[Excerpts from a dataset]
□ □ □ □ □

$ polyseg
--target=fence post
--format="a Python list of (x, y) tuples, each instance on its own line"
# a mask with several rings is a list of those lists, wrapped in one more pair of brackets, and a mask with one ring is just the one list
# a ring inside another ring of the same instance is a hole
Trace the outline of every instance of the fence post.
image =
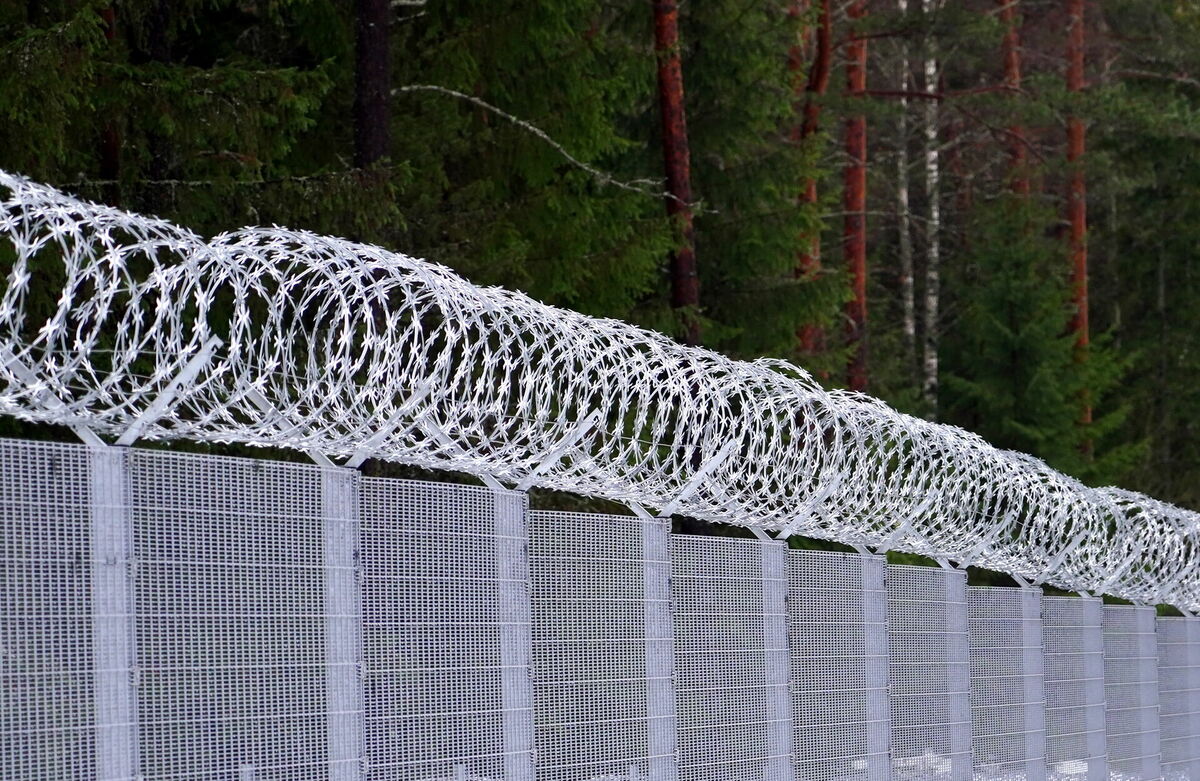
[(772, 781), (794, 779), (792, 767), (791, 664), (788, 659), (787, 544), (762, 545), (763, 648), (766, 650), (766, 680), (770, 688), (767, 727), (770, 764), (766, 777)]
[(675, 715), (675, 649), (671, 628), (670, 521), (641, 518), (646, 620), (646, 748), (649, 781), (679, 775)]
[(325, 667), (330, 781), (359, 781), (366, 754), (358, 472), (321, 469), (325, 541)]
[(887, 559), (860, 552), (862, 563), (863, 611), (865, 630), (863, 650), (867, 689), (867, 781), (887, 781), (892, 777), (892, 714), (888, 700), (891, 670), (888, 666)]
[(953, 753), (951, 778), (970, 779), (974, 753), (971, 745), (971, 652), (967, 645), (967, 573), (946, 569), (946, 630), (950, 718)]
[(128, 450), (90, 452), (96, 778), (107, 781), (138, 772)]
[(492, 489), (496, 518), (504, 781), (533, 781), (533, 637), (529, 499)]
[(1025, 672), (1025, 778), (1050, 774), (1046, 751), (1046, 647), (1042, 632), (1042, 589), (1024, 586), (1021, 598), (1021, 669)]

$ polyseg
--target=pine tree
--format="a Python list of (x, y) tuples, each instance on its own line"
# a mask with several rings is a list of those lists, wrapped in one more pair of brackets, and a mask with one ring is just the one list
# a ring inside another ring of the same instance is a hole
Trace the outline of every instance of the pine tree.
[[(975, 239), (967, 274), (955, 280), (963, 315), (947, 337), (944, 418), (997, 447), (1030, 453), (1085, 479), (1120, 476), (1136, 448), (1083, 444), (1123, 423), (1119, 399), (1091, 427), (1078, 425), (1084, 388), (1108, 400), (1127, 362), (1102, 346), (1093, 360), (1075, 360), (1075, 335), (1064, 330), (1072, 289), (1065, 248), (1041, 226), (1049, 214), (1029, 199), (1005, 193), (973, 215)], [(1100, 456), (1100, 454), (1103, 454)]]
[(816, 18), (750, 0), (690, 3), (681, 13), (696, 246), (710, 291), (705, 342), (741, 356), (793, 356), (797, 331), (832, 325), (845, 296), (832, 269), (795, 274), (821, 207), (798, 208), (797, 194), (831, 167), (819, 133), (793, 140), (801, 117), (788, 53)]

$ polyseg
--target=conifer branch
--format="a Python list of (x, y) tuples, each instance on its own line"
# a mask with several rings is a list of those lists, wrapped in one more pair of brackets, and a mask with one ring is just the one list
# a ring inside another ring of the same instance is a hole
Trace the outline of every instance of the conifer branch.
[[(558, 152), (559, 155), (561, 155), (568, 163), (588, 174), (602, 185), (611, 185), (612, 187), (616, 187), (621, 190), (641, 193), (642, 195), (650, 195), (655, 198), (669, 198), (679, 201), (679, 198), (672, 193), (666, 192), (662, 189), (657, 189), (659, 186), (661, 186), (661, 181), (655, 179), (631, 179), (629, 181), (621, 181), (612, 174), (601, 171), (599, 168), (589, 165), (575, 157), (568, 152), (562, 144), (551, 138), (549, 133), (532, 124), (531, 122), (527, 122), (520, 117), (514, 116), (504, 109), (493, 106), (491, 103), (477, 98), (474, 95), (468, 95), (465, 92), (459, 92), (458, 90), (453, 90), (449, 87), (440, 87), (436, 84), (406, 84), (402, 87), (396, 87), (392, 90), (393, 95), (404, 92), (436, 92), (442, 95), (448, 95), (452, 98), (458, 98), (459, 100), (465, 100), (466, 102), (474, 106), (478, 106), (485, 111), (489, 111), (501, 119), (507, 120), (516, 127), (519, 127), (522, 130), (540, 138), (544, 143), (554, 149), (554, 151)], [(682, 203), (682, 201), (680, 201), (680, 203)], [(694, 206), (695, 204), (692, 205)]]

□ □ □ □ □

### DIRECTIONS
Repeat the records above verbatim, dropping the pictures.

### SOLUTION TO THIS EXERCISE
$ polyseg
--target=fence post
--format="a Python list of (x, y) tuples, each instance on its own line"
# a mask with several rings is a list of those lists, wrapped in one more pair of brackets, and a mask with one ring is just the one list
# a ring inside another ring of the same instance is a hole
Trace the outline of every instance of the fence post.
image =
[(772, 781), (794, 779), (792, 767), (791, 664), (788, 659), (787, 544), (762, 545), (763, 648), (766, 650), (766, 680), (770, 688), (767, 727), (770, 764), (766, 777)]
[(675, 715), (675, 649), (671, 628), (670, 521), (641, 518), (646, 620), (646, 748), (649, 781), (679, 775)]
[(325, 667), (330, 781), (359, 781), (366, 754), (358, 472), (321, 469), (325, 541)]
[(887, 559), (860, 552), (862, 563), (863, 611), (865, 630), (863, 650), (867, 689), (867, 781), (887, 781), (892, 777), (892, 714), (888, 700), (891, 670), (888, 666)]
[(953, 753), (951, 778), (970, 779), (974, 753), (971, 745), (971, 652), (967, 645), (967, 573), (946, 569), (946, 630), (950, 718)]
[(128, 450), (90, 452), (96, 778), (107, 781), (138, 772)]
[(492, 489), (496, 518), (504, 781), (533, 781), (533, 637), (529, 499)]
[(1025, 672), (1025, 778), (1050, 774), (1046, 751), (1046, 647), (1042, 632), (1042, 589), (1024, 586), (1021, 598), (1021, 669)]

$ polyseg
--target=pine tree
--format="a Python list of (x, y) tuples, each instance on its own line"
# a mask with several rings is a list of those lists, wrapped in one more pair of brackets, and a mask with one ring is just the one list
# a ring inside another ring of the same instance is a hole
Trace the outline of every instance of the pine tree.
[[(975, 239), (967, 274), (955, 280), (963, 315), (947, 337), (944, 418), (997, 447), (1030, 453), (1085, 479), (1120, 476), (1136, 448), (1083, 444), (1123, 423), (1119, 399), (1091, 427), (1078, 425), (1084, 388), (1108, 400), (1127, 362), (1102, 346), (1093, 360), (1075, 360), (1075, 335), (1064, 330), (1072, 289), (1065, 248), (1041, 226), (1049, 214), (1029, 199), (1005, 193), (973, 215)], [(1100, 456), (1100, 454), (1103, 454)]]
[(816, 18), (750, 0), (690, 3), (681, 13), (696, 246), (710, 291), (705, 342), (741, 356), (793, 356), (797, 331), (832, 325), (845, 296), (832, 269), (795, 274), (821, 207), (798, 208), (797, 194), (831, 167), (819, 133), (793, 140), (801, 117), (788, 53)]

$ polyseg
--target=conifer branch
--format="a Python list of (x, y) tuples, each instance on its own line"
# a mask with several rings is a list of those lists, wrapped in one more pair of brackets, and a mask with one ring is just the one list
# a ring inside another ring of the same instance is a hole
Trace the outline of every instance of the conifer branch.
[[(558, 152), (559, 155), (561, 155), (568, 163), (588, 174), (602, 185), (611, 185), (612, 187), (616, 187), (621, 190), (641, 193), (642, 195), (650, 195), (655, 198), (669, 198), (679, 201), (679, 198), (672, 193), (666, 192), (662, 189), (657, 189), (659, 186), (661, 186), (661, 181), (655, 179), (631, 179), (629, 181), (621, 181), (612, 174), (601, 171), (599, 168), (589, 165), (575, 157), (568, 152), (562, 144), (551, 138), (549, 133), (532, 124), (531, 122), (527, 122), (520, 117), (514, 116), (504, 109), (493, 106), (491, 103), (477, 98), (474, 95), (468, 95), (465, 92), (459, 92), (458, 90), (453, 90), (449, 87), (440, 87), (436, 84), (406, 84), (402, 87), (396, 87), (392, 90), (393, 95), (404, 92), (436, 92), (442, 95), (448, 95), (452, 98), (458, 98), (459, 100), (465, 100), (466, 102), (474, 106), (478, 106), (485, 111), (489, 111), (501, 119), (507, 120), (516, 127), (519, 127), (522, 130), (540, 138), (544, 143), (554, 149), (554, 151)], [(682, 203), (682, 201), (680, 201), (680, 203)], [(694, 206), (695, 204), (692, 205)]]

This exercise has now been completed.